● **Passage provided**
Janet Riehl on October 17, 2011 7:41 pm

Your children’s art reminds me of the handmade presents and toys we made when I was a child in the Midwest. Mother made sure we could embroider, crochet, knit, and sew. We were well-bred young ladies as well as being able to drive a tractor.

Thanks so much for your wise and fun postings in your Creative parenting series on Riehlife.

Janet Riehl

Khadijah on October 21, 2011 2:50 am

I love that you all learned to drive the tractor! My mom taught us the same way. I know she figured anything we might need to do, we needed to know how to do. She did all the fixing up and such around our house, not my dad. On the other hand, I teach all my boys to clean bathrooms and do the dishes, which surprises a lot of people. I even taught my oldest son how to crochet.

Mai on March 2, 2012 6:11 pm

As salaamu alaykum!

Mashaa’Allah, my girls have dolls like those. We got them from the Amish, as they also have the same prohibition regarding faces. I rarely find families who take the face issue with dolls seriously…but if we don’t, then what message are we sending to our children?

● **Raw records**

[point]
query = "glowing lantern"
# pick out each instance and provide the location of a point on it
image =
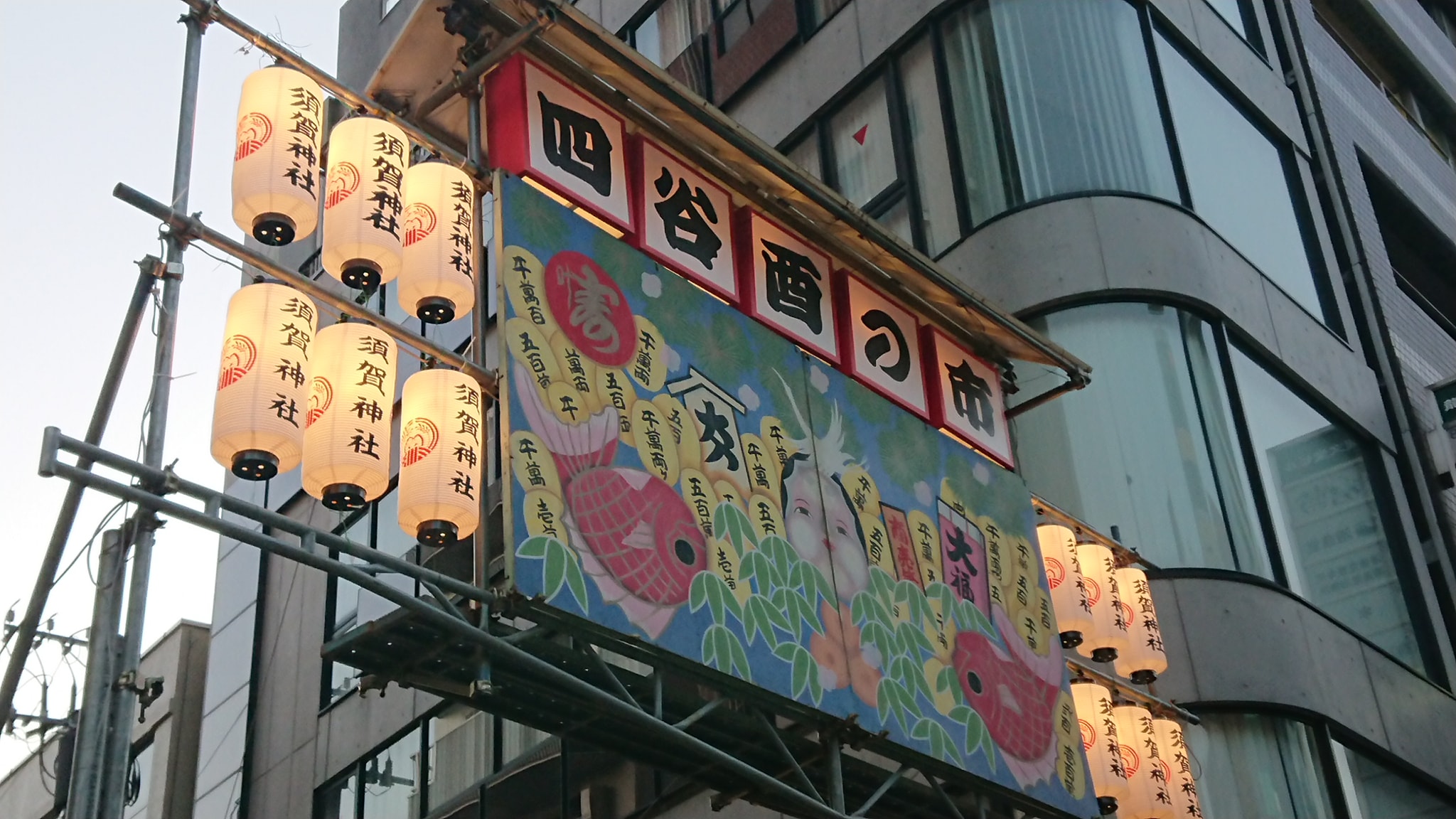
(1143, 659)
(1069, 596)
(363, 203)
(437, 282)
(351, 395)
(276, 165)
(1108, 634)
(1094, 706)
(1147, 773)
(262, 385)
(441, 444)
(1179, 786)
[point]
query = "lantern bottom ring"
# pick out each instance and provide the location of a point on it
(255, 465)
(344, 498)
(274, 229)
(361, 274)
(436, 309)
(437, 532)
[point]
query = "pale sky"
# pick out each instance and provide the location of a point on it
(92, 97)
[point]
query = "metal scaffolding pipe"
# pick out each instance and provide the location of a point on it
(469, 79)
(72, 503)
(496, 648)
(190, 228)
(213, 14)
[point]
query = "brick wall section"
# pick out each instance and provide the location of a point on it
(1363, 123)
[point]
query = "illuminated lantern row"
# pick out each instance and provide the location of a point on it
(437, 282)
(276, 164)
(1108, 634)
(1069, 599)
(262, 384)
(1145, 658)
(363, 203)
(440, 456)
(1100, 741)
(1175, 752)
(1147, 769)
(347, 436)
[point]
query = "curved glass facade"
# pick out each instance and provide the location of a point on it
(1158, 451)
(1050, 98)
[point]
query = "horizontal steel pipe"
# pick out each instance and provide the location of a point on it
(193, 228)
(496, 648)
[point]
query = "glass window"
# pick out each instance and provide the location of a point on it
(1069, 82)
(392, 780)
(1149, 445)
(862, 146)
(1321, 491)
(1257, 767)
(1385, 795)
(1236, 178)
(932, 161)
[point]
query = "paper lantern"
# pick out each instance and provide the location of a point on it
(437, 282)
(441, 445)
(1147, 771)
(1181, 787)
(262, 385)
(1108, 634)
(363, 203)
(351, 398)
(1069, 596)
(276, 165)
(1143, 659)
(1098, 724)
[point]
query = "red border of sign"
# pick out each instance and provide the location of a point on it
(635, 186)
(846, 341)
(936, 401)
(508, 134)
(749, 296)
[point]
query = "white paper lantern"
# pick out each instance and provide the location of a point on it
(276, 164)
(351, 400)
(363, 201)
(1145, 658)
(441, 446)
(437, 282)
(1147, 771)
(1108, 634)
(262, 384)
(1098, 724)
(1069, 598)
(1181, 786)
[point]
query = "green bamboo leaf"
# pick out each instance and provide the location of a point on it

● **Task instructions**
A. According to the comment thread, where did Mai get her girls' dolls?
B. Carry on the comment thread about handmade toys and dolls from its final line.
The material is separate from the comment thread and stands on its own.

● **Results in order**
A. From the Amish.

B.
They are beautiful, mashaa’Allah. Your girls could have a little business selling those, if they are so inclined, and give da’wah with halal alternatives. Barak Allahu feekunna.

Khadijah on March 2, 2012 8:35 pm

You know, I used to make and sell dolls, mash’Allaah. Then I read a fatwa from Sheikh Bin Baaz, may Allaah have mercy upon him, wherein he said he was uncomfortable with the SELLING of the dolls. He said that what is intended is that the parent, or the child, make the doll, not that it becomes a business. So, I stopped doing it. Better safe than sorry, mash’Allaah. We do make them for gifts, though, and sometimes for trading.

Mai on March 3, 2012 3:25 am

Mashaa’Allah, I cannot tell you how beautiful it is to read those words, “Better safe than sorry.” Barak Allahu feeky.